◆ **Source data**:
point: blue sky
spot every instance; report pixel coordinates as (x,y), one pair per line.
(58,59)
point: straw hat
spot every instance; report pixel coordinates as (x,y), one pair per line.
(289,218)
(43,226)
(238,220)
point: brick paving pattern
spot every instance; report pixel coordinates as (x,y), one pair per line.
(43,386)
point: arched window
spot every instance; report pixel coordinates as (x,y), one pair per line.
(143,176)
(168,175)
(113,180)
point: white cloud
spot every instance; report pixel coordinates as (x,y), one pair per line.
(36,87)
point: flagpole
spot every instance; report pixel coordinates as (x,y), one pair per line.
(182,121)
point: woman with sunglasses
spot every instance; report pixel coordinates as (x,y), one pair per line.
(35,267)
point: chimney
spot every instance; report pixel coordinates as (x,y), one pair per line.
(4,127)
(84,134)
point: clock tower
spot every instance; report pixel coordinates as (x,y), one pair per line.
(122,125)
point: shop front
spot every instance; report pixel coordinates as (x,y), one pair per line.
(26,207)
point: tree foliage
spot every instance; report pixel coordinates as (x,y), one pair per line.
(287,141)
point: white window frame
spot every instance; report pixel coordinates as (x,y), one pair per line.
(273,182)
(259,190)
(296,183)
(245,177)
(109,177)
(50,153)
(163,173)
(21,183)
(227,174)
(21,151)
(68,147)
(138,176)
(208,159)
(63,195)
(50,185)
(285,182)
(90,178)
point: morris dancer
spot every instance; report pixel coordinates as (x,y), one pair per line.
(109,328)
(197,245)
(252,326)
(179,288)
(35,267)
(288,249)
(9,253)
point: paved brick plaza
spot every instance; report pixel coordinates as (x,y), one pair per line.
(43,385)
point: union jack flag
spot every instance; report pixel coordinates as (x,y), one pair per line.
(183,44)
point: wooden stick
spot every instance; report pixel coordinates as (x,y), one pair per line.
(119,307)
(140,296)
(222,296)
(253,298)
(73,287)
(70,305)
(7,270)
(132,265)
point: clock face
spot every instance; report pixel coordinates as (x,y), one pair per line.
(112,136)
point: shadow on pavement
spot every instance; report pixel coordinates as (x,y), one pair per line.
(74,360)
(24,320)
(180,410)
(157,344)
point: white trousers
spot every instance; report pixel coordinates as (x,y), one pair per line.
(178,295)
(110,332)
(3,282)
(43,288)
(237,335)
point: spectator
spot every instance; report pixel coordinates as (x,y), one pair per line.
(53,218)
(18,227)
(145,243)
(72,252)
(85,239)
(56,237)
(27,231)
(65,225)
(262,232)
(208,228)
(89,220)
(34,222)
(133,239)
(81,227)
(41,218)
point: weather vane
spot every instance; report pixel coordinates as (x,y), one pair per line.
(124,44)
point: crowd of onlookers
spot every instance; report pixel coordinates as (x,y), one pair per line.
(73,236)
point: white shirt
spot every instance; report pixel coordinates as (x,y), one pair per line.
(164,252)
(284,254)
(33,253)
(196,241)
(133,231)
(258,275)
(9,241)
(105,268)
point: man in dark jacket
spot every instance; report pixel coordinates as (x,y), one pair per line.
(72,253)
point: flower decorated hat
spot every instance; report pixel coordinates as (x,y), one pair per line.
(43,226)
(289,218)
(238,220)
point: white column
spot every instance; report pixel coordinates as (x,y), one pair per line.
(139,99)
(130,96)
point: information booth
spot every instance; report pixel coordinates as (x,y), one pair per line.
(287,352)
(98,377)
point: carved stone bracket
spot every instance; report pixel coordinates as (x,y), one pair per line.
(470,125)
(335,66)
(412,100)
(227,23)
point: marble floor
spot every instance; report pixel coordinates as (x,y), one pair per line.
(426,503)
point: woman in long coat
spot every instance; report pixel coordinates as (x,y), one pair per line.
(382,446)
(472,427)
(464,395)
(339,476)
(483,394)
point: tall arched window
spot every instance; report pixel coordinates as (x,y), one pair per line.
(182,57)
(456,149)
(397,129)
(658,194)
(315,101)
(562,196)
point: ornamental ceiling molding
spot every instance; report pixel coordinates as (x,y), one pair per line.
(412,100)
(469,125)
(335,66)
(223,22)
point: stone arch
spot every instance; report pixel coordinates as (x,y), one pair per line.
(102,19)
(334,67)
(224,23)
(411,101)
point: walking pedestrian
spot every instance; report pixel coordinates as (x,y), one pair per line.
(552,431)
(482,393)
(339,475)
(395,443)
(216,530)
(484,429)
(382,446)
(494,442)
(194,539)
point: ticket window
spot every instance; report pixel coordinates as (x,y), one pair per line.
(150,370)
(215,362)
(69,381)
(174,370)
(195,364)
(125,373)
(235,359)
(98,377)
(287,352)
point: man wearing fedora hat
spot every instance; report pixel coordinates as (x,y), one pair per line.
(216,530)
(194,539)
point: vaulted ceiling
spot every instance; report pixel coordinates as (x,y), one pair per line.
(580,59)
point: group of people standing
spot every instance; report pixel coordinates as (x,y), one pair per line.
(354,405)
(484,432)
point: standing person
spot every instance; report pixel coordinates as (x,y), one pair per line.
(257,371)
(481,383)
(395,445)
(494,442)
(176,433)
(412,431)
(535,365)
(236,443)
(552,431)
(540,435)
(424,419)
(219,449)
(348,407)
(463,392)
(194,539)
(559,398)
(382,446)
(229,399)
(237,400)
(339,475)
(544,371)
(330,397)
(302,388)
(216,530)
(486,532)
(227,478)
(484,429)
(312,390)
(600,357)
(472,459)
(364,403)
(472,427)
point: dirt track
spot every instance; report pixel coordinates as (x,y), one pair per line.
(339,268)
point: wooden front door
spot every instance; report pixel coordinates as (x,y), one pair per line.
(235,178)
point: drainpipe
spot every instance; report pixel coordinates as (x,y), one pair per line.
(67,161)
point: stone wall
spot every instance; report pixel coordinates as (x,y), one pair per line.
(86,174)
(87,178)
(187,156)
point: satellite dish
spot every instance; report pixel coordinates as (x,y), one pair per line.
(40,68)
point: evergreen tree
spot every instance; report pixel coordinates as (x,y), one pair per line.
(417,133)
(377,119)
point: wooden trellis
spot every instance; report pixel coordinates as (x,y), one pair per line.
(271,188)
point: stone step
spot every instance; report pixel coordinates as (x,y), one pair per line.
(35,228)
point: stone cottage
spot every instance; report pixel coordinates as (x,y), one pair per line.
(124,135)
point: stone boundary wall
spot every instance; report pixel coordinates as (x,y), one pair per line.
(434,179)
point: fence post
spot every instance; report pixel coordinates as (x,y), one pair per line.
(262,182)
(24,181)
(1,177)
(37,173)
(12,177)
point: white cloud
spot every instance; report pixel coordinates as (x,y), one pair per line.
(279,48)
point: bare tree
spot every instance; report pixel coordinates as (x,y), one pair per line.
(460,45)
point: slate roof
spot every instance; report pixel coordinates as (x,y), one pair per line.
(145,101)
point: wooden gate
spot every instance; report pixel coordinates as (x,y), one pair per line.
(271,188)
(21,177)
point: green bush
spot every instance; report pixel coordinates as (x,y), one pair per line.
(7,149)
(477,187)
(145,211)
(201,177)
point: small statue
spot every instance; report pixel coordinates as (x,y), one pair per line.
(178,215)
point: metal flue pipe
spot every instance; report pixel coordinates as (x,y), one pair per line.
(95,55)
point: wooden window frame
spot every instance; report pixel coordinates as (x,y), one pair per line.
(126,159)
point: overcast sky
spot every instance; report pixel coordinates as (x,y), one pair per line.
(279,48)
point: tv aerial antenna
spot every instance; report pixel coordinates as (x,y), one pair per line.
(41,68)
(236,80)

◆ **Challenge**: Reproduce verbatim every line of the rows above, beginning with the line that contains "point: wooden window frame" and continuing through the final line of the rows.

◆ **Solution for this exercise**:
point: wooden window frame
spot every instance; report pixel coordinates as (x,y), one pair per line.
(126,159)
point: overcast sky
spot every instance; report pixel coordinates as (x,y), one pair per line.
(279,48)
point: tv aerial antenna
spot every instance; report pixel coordinates as (x,y), one pair per line.
(41,68)
(236,80)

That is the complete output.